WHAT TO PRODUCE |
Write all of the entries out again exactly, but not the images.

(Dataset entries)
----
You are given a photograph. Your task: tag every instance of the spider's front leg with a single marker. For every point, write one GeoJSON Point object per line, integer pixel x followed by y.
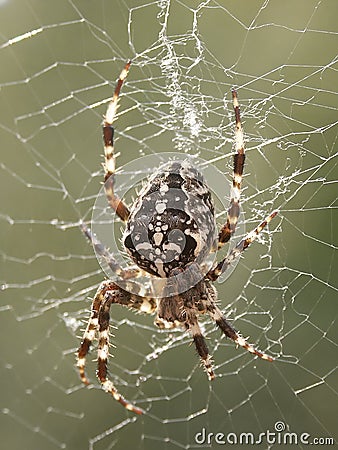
{"type": "Point", "coordinates": [229, 227]}
{"type": "Point", "coordinates": [107, 294]}
{"type": "Point", "coordinates": [108, 139]}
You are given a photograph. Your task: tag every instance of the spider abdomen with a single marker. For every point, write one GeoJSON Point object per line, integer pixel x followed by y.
{"type": "Point", "coordinates": [172, 222]}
----
REPLY TO THE EXERCISE |
You are given a photograph. Your task: tag every instance of the spider's front leg with a single marker. For every point, write one GeoJSON Point object per line, integer pixel x followed by y.
{"type": "Point", "coordinates": [229, 227]}
{"type": "Point", "coordinates": [107, 294]}
{"type": "Point", "coordinates": [108, 139]}
You are given a photograph. Your task: tag every instance of the spider abdomen with a single marker. For every point, write one GeoJSON Point object per line, integer pixel x followed by y.
{"type": "Point", "coordinates": [172, 222]}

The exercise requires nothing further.